*** Opening of Given records ***

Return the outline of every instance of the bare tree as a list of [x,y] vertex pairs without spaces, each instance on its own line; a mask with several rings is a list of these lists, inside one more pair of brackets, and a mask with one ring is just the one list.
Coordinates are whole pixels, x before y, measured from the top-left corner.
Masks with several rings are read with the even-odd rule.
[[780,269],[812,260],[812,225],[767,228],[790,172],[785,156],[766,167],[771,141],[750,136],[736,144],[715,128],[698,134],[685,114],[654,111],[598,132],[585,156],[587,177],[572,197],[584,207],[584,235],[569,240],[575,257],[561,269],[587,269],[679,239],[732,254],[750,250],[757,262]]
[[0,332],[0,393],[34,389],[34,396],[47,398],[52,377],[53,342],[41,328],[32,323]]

*** Close of Given records ***
*** Opening of Given records ***

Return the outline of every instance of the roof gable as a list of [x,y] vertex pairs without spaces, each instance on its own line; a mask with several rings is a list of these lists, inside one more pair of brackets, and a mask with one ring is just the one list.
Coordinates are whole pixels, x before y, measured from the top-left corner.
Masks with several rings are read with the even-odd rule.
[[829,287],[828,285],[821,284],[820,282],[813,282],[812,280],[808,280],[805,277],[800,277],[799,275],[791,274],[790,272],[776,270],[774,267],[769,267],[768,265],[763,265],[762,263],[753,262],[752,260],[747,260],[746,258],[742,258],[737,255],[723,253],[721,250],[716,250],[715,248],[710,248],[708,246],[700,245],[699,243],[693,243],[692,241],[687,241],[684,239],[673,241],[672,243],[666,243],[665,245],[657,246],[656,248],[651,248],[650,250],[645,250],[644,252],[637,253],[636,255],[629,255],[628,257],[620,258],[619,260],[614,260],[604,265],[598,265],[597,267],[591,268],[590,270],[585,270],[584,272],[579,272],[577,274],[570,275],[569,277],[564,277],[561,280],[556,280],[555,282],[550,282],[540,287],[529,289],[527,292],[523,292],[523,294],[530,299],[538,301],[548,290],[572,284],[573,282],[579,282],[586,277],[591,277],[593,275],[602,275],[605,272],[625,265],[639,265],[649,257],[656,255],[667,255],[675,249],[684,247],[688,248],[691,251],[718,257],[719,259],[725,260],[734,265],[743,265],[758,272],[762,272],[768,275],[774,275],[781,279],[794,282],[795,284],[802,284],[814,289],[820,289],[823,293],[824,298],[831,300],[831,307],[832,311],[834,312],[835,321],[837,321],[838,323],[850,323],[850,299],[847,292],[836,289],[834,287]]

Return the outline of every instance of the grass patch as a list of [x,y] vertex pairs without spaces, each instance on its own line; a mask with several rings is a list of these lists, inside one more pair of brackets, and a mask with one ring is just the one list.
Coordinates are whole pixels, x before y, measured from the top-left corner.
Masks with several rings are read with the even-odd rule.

*** Close of Given records ***

Using the data above, show each line where "every" occurs.

- _Exercise solution_:
Return the outline of every instance of the bare tree as a list of [x,y] vertex pairs without spaces, each instance on its own line; a mask with several rings is a list of these lists, inside one more pair of brackets, and a mask with one ring is just the one list.
Return the outline of every instance of the roof gable as a list of [x,y] vertex pairs without spaces, each instance on its own line; a mask with several rings is a list of these lists, inside one more pair of brackets, and a mask with one ring is just the one list.
Return the outline of every instance of the grass patch as a list of [x,y] vertex pairs without spaces, each instance on its own line; a mask with several rings is a list of these lists, inside one more pair of brackets, and a mask with one ring is just the one list.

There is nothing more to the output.